▼

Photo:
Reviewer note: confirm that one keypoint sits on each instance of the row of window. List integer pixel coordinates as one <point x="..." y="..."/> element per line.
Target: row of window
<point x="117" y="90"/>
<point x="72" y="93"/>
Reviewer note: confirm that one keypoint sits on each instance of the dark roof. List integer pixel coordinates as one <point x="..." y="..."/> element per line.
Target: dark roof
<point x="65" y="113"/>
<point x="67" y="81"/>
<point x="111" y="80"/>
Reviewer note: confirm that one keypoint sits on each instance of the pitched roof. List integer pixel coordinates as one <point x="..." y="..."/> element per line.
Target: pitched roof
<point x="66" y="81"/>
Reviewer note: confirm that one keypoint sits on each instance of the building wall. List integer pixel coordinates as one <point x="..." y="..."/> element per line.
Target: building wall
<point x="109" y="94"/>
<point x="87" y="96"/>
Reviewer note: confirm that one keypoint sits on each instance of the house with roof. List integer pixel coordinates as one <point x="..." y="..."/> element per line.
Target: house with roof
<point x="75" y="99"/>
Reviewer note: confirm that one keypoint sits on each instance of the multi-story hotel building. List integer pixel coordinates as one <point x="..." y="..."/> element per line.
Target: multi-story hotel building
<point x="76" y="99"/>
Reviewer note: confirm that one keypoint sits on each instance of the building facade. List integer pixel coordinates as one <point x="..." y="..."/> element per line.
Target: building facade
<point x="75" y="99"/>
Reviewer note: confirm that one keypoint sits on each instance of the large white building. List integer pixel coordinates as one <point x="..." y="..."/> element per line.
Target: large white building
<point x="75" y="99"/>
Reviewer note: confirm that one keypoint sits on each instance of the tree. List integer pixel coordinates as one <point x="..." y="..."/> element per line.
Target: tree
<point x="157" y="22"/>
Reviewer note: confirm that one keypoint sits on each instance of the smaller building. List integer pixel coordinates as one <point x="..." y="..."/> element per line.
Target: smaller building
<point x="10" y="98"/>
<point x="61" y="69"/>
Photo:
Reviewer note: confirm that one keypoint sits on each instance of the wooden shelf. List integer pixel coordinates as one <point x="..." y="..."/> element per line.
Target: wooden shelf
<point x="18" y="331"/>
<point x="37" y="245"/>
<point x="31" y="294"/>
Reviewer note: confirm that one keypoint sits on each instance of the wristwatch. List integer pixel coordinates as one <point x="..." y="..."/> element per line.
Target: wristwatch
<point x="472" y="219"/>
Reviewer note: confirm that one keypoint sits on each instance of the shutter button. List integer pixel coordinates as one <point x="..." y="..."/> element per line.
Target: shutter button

▲

▶ Prompt: Using the exact wording, write out all of the records.

▶ Exercise answer:
Photo:
Reviewer note: confirm that one keypoint sits on each instance of the row of window. List integer pixel coordinates as one <point x="..." y="..."/> element per line.
Target: row of window
<point x="117" y="90"/>
<point x="72" y="93"/>
Reviewer note: confirm that one keypoint sits on each instance of the dark roof. List integer pixel coordinates as one <point x="..." y="..."/> element per line.
Target: dark roof
<point x="65" y="113"/>
<point x="67" y="81"/>
<point x="111" y="80"/>
Reviewer note: confirm that one keypoint sits on each instance of the pitched roof. List integer pixel coordinates as one <point x="..." y="..."/> element per line.
Target: pitched roof
<point x="66" y="81"/>
Reviewer note: confirm that one keypoint sits on each instance of the building wall. List integer pixel coordinates as one <point x="..." y="..."/> element per line.
Target: building wall
<point x="109" y="94"/>
<point x="87" y="96"/>
Reviewer note: confirm that one keypoint sits on each instance of the house with roof. List integer pixel coordinates as one <point x="..." y="..."/> element per line.
Target: house with roof
<point x="75" y="99"/>
Reviewer note: confirm that one keypoint sits on each instance of the multi-story hotel building. List integer pixel coordinates as one <point x="..." y="..."/> element per line.
Target: multi-story hotel building
<point x="76" y="99"/>
Reviewer note: confirm that one keypoint sits on each instance of the building facade. List integer pixel coordinates as one <point x="..." y="..."/> element per line.
Target: building facade
<point x="75" y="99"/>
Reviewer note: confirm that one keypoint sits on each instance of the large white building. List integer pixel coordinates as one <point x="..." y="..."/> element per line.
Target: large white building
<point x="75" y="99"/>
Reviewer note: confirm that one keypoint sits on each instance of the tree. List integer pixel coordinates as one <point x="..." y="..."/> element per line.
Target: tree
<point x="157" y="22"/>
Reviewer note: confirm that one keypoint sits on each instance of the smaller building. List integer pixel coordinates as one <point x="..." y="..."/> element per line.
Target: smaller building
<point x="10" y="98"/>
<point x="61" y="69"/>
Photo:
Reviewer note: confirm that one keypoint sits on each instance of the wooden shelf. List integer pixel coordinates as one <point x="..." y="..."/> element per line.
Target: wooden shelf
<point x="18" y="331"/>
<point x="37" y="245"/>
<point x="31" y="294"/>
Reviewer note: confirm that one keypoint sits on each instance of the wristwatch. List integer pixel coordinates as one <point x="..." y="..."/> element per line.
Target: wristwatch
<point x="472" y="219"/>
Reviewer note: confirm that one keypoint sits on each instance of the shutter button. List integer pixel coordinates as one <point x="..." y="..."/> element per line.
Target: shutter button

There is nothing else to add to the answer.